**What to work on**:
Nothing but the lines from the one with "on the leafy" through the end of the listing below should appear in your reply, each copied exactly.

**Entries provided**:
*** Begin section ***

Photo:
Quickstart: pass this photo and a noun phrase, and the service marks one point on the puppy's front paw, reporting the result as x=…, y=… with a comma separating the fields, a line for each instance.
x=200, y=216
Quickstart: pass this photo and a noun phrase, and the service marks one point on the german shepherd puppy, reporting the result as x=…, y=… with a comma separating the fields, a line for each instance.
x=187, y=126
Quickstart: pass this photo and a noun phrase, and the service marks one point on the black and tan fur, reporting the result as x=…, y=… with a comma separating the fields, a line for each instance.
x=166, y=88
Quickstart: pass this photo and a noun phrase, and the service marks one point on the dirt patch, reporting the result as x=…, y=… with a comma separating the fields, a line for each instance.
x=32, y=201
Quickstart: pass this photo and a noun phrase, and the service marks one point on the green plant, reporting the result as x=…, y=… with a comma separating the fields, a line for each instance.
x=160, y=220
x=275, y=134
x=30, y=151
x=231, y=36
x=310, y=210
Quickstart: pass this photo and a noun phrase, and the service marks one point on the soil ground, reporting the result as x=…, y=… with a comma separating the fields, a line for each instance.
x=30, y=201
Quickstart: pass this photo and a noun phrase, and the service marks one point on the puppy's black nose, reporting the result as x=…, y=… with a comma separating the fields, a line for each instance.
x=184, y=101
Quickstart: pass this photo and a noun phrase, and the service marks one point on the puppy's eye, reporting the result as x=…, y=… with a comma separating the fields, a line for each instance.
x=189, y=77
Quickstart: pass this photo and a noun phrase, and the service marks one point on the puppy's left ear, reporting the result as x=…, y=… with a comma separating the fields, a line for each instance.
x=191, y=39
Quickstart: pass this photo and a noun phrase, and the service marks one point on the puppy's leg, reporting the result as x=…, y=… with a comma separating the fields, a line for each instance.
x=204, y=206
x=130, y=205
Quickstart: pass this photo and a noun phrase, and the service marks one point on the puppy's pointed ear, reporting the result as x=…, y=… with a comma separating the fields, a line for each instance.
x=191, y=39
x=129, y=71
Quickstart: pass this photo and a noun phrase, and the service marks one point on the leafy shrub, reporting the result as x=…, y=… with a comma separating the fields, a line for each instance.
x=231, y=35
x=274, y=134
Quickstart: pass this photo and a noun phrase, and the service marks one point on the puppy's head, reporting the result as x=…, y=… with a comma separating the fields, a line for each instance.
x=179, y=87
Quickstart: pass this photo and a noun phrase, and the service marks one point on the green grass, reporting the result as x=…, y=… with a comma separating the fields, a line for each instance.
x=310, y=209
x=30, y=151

*** End section ***

**Exercise response**:
Quickstart: pass this photo and a noun phrase, and the service marks one point on the leafy shrub, reporting the result as x=…, y=… with a comma separating the fields, a line for each instance.
x=231, y=35
x=274, y=134
Quickstart: pass this photo and a noun phrase, and the service marks one point on the puppy's head, reporting the result as x=…, y=… with a comma separating the fields, a line for each instance.
x=179, y=87
Quickstart: pass this photo and a noun phrase, and the service marks one point on the green grass, reporting the result as x=…, y=… with a comma separating the fields, a line for each instance.
x=310, y=209
x=30, y=151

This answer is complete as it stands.